§ **Fragmento**:
===
No es una impostura mi querencia por el otoño. No es una excesiva inclinación hacia la melancolía ni un alarde por llevar la contraria. Mucha gente adora el verano, por las vacaciones, el sol, o la playa. Aunque en los últimos años, con el cambio climático, hemos de reconocer que se ha convertido en un verdadero espanto.
A mí el otoño siempre me gustó por que atajaba el insoportable tedio del verano. Es cierto que con él llegaban las clases y las tardes mermaban. Pero también empezaba la liga y se imponía una rutina que me venía bien. La vuelta al cole me permitía reencontrar a los amigos. A veces nos encontrábamos tan cambiados que durante unos días flotaba un halo de extrañeza. Algunas niñas, convertidas en mujeres en la crisálida estival, ya nunca más te volverían a mirar.
Del otoño recuerdo las esperas entre las hojas amarillas de los abedules. Tan solo una fila de seis o siete ejemplares que flanqueaban las pistas de tenis, que rezumaban un aire de abandono, o de descanso, tras el agitado periodo veraniego. Me subía al buzón de correos y desde allí oteaba la carretera por la que llegaba el autobús con mi mejor amigo. No teníamos mucho tiempo en esos días de diario, pero el viernes era diferente. Le acompañaba a su casa, y me ponía al día de sus experimentos y planes. Después, con el beneplácito del fin de semana y la posibilidad de postergar los deberes, atacábamos la tarde, que ya al final de la merienda era una fría noche de otoño. Aquellos recuerdos aún saben a gloria, aunque el paso del tiempo los distorsiona y ya no sé bien qué queda de ellos. Maldita nostalgia.
===
§ **Extractos de datos**:
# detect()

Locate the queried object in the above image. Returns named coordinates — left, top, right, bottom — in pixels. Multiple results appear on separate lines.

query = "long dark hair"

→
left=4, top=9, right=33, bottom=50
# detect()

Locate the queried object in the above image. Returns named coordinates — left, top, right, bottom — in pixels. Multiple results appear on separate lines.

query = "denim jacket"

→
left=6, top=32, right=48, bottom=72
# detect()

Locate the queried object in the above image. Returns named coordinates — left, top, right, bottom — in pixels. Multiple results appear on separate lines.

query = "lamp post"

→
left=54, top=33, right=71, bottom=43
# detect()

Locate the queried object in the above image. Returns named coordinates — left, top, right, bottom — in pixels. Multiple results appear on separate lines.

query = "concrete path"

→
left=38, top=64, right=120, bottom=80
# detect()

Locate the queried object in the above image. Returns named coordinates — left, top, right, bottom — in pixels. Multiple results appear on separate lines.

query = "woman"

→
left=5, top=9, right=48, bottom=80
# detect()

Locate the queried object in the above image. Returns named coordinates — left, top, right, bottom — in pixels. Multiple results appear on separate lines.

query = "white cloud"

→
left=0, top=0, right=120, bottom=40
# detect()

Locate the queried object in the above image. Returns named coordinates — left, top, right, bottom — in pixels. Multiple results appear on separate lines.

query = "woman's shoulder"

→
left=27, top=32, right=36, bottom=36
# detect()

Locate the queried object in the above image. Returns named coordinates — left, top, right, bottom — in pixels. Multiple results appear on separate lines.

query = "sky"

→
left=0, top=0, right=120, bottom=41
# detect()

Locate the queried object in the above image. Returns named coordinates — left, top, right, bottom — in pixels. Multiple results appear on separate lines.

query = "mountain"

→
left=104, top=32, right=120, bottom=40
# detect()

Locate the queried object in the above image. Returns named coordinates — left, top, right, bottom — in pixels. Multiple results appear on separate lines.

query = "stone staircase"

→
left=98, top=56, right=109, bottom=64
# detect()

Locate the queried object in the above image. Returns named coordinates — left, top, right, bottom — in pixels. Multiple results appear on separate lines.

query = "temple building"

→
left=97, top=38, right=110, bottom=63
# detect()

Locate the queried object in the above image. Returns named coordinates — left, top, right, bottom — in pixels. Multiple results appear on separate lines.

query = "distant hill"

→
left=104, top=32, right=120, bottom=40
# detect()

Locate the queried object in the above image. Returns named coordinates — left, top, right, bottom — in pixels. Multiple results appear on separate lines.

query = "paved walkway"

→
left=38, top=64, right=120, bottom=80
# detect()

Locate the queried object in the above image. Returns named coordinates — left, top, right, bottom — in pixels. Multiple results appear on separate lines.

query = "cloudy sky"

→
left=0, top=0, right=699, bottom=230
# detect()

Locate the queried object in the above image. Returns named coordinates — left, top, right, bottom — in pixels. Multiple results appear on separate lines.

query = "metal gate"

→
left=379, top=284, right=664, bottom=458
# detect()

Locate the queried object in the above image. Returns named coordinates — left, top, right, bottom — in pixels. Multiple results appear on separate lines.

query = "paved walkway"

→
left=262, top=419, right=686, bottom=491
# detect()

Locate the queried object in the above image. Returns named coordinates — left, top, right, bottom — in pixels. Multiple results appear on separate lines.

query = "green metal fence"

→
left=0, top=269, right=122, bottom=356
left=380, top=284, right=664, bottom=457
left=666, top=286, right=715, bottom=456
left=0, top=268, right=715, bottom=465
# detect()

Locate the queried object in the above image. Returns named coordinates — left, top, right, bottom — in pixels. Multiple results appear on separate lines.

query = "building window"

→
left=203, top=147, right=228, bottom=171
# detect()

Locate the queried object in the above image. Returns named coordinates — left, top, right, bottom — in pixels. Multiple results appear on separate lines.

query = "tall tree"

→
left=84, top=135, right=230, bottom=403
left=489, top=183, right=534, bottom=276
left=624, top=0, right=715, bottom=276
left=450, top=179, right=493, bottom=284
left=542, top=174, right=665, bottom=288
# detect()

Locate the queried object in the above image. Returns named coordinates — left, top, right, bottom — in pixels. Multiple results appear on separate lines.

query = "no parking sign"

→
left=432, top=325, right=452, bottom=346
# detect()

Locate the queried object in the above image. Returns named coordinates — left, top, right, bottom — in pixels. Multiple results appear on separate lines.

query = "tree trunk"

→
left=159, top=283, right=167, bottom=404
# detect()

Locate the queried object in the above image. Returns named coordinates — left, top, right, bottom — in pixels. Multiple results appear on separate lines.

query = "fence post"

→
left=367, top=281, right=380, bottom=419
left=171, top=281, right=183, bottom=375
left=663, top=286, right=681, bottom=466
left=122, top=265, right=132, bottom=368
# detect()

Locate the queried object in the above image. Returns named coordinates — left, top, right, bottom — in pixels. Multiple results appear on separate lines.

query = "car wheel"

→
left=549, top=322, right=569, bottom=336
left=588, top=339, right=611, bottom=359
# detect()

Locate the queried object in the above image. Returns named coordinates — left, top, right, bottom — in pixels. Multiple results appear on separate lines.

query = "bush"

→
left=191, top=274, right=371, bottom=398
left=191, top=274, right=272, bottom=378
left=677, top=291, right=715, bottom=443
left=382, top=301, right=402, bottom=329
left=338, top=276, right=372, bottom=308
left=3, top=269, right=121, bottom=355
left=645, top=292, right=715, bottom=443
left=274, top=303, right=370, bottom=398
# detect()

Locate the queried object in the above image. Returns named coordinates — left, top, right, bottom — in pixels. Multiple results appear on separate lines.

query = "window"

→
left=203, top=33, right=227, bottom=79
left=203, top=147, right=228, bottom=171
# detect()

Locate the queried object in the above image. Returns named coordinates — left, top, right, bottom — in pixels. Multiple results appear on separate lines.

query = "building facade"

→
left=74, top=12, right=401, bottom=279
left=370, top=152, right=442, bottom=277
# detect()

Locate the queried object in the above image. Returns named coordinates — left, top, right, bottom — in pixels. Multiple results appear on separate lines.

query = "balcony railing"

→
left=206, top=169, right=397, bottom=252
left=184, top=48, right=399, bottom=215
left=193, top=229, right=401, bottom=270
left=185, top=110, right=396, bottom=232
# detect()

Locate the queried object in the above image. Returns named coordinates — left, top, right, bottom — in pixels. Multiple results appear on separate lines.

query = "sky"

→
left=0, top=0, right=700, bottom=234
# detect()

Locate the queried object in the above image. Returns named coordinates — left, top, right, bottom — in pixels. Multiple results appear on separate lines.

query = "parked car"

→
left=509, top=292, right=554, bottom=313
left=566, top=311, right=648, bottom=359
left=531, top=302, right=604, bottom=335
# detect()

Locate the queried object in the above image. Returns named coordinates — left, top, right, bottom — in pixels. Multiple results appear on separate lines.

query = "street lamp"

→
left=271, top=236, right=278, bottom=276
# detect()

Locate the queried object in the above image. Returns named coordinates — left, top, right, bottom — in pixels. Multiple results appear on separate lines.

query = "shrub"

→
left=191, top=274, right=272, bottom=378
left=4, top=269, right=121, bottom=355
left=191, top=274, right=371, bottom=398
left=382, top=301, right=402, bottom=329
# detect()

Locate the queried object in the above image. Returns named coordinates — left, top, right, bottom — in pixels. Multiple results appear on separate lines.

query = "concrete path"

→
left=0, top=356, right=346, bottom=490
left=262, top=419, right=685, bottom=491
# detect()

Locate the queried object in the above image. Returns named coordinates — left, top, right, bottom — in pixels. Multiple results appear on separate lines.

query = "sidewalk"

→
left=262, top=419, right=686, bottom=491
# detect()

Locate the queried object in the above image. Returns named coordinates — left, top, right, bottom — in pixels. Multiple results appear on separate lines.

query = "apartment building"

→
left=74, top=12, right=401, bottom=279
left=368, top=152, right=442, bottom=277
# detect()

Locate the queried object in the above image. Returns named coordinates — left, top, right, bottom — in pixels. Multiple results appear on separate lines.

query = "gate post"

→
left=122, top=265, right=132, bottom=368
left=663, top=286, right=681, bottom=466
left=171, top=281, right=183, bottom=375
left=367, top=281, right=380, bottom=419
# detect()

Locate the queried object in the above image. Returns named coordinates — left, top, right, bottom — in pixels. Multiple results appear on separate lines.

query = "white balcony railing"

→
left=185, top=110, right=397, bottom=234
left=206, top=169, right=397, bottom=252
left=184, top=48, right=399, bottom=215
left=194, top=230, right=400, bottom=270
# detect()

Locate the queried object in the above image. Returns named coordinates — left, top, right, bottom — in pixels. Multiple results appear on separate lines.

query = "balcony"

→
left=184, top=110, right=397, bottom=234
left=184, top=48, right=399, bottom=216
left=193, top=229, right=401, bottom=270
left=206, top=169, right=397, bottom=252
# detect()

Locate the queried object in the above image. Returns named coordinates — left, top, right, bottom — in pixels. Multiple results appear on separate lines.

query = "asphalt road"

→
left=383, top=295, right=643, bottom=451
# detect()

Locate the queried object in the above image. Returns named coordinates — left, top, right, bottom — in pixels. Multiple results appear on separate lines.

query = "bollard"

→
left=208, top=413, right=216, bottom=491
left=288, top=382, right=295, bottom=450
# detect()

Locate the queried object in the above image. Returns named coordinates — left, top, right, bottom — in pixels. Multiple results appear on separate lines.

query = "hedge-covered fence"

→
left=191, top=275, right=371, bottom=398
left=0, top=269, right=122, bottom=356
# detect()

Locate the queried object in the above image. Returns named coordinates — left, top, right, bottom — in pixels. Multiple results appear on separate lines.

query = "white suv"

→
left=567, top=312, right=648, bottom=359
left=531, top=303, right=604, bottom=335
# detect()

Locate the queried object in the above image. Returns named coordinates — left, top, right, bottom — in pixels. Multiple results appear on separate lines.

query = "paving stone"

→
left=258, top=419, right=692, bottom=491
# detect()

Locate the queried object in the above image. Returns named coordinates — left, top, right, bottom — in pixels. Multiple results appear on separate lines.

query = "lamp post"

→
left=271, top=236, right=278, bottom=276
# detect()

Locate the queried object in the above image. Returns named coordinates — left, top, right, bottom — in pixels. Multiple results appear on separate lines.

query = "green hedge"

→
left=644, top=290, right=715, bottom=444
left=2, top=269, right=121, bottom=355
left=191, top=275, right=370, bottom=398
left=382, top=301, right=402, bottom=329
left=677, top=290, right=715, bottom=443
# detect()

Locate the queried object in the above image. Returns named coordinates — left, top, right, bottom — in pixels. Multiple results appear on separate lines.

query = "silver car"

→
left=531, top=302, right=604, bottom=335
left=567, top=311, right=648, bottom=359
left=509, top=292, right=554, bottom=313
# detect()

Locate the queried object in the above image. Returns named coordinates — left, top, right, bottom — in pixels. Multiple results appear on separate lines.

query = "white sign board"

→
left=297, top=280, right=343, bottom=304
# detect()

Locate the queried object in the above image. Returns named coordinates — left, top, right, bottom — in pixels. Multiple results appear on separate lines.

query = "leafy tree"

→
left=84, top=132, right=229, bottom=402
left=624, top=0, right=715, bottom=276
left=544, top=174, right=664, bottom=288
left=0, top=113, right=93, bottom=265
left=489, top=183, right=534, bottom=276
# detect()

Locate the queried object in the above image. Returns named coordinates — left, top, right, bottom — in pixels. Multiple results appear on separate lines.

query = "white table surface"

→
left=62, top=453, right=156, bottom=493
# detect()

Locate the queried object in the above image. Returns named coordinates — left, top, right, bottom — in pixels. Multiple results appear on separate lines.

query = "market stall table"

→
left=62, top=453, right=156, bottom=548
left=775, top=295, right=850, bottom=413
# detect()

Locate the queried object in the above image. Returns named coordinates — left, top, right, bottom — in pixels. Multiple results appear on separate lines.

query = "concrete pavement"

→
===
§ **Tarea 1**: Según el texto sobre el otoño, ¿qué árboles flanqueaban las pistas de tenis?
§ **Tarea 2**: Prolonga el texto sobre el otoño a partir de su última frase.
El material no tiene relación con el texto sobre el otoño.

§ **Respuesta 1**: Una fila de seis o siete abedules.

§ **Respuesta 2**:
Las tardes de otoño se fueron quedando al otro lado de la ventana. Desde el escritorio, cada vez con papeles más serios, con libros que ya no tenían dibujos, era testigo de cómo la hiedra que cubría la pared del edifico de enfrente se transformaba en un mosaico de rojos y naranjas. Los castaños de indias perdían su follaje y las borrascas terminaban por convertir en recuerdo aquel verano. La piscina, de aguas verdosas, hibernaba a la espera del cloro que recuperara el color azul oceánico de sus pequeñas teselas. La añoranza por los juegos infantiles, por las tardes de otoño a la intemperie, con el sabor ferruginoso en la garganta de correr como si a uno le fuese la vida en ello, quedaba relegada al fondo de esos cajones en los que se acumulan recuerdos de los que se ocupan las mudanzas. Una tras otra se irían desprendiendo con indiferencia de los recuerdos.
Los otoños, por su parte, se fueron disimulando cada vez más entre los calores del verano, que ya no se conformaban con llegar hasta agosto, y el frío invernal que, súbito, pillaba desprevenida a la naturaleza. El cambio climático erosiona los perfiles estacionales. Ubicado en el sur, lejos de mi niñez, apenas quedaban vestigios de los oropeles crujientes de la hojarasca.
Unas décadas después y unos siete mil kilómetros al este me asaltan recuerdos de aquellas tardes de mirlos que se repliegan y barro en los zapatos. Paseo por un bulevar extrañamente silencioso. A ambos lados carriles de una arteria principal de una ciudad que se expande. Ürümqi es la capital de Xinjiang y no es la urbe que me esperaba. Nada aquí es como me esperaba, pero eso es porque concebí el viaje mirando un atlas de papel. Es decir, hace demasiado tiempo. Miraba las estepas y desiertos de Asia Central y las enormes cordilleras, que en las láminas aparecían de un marrón oscuro amenazante, coronadas de un blanco azulado que era la nieve y los glaciares.
Vuelvo a la capital de la provincia (nada menos que tres veces la superficie de España) tras recorrer el desierto de Taklamakán. Lo hemos rodeado, siguiendo el río Tarim, que muere en el desierto tras bregar entre sus arenas con los enormes caudales que le proporciona el deshielo de esas grandes cordilleras. Es en esa mezcla de arena y agua donde están las famosas choperas que amarillean en esta época. Algunos ejemplares tienen más de tres mil años. Son el símbolo de la resistencia. Sobreviven en el desierto más arenoso del mundo, obteniendo agua del subsuelo. En invierno, el frío, con temperaturas medias por debajo de los diez bajo cero, hace aún más inconcebible la presencia de los chopos.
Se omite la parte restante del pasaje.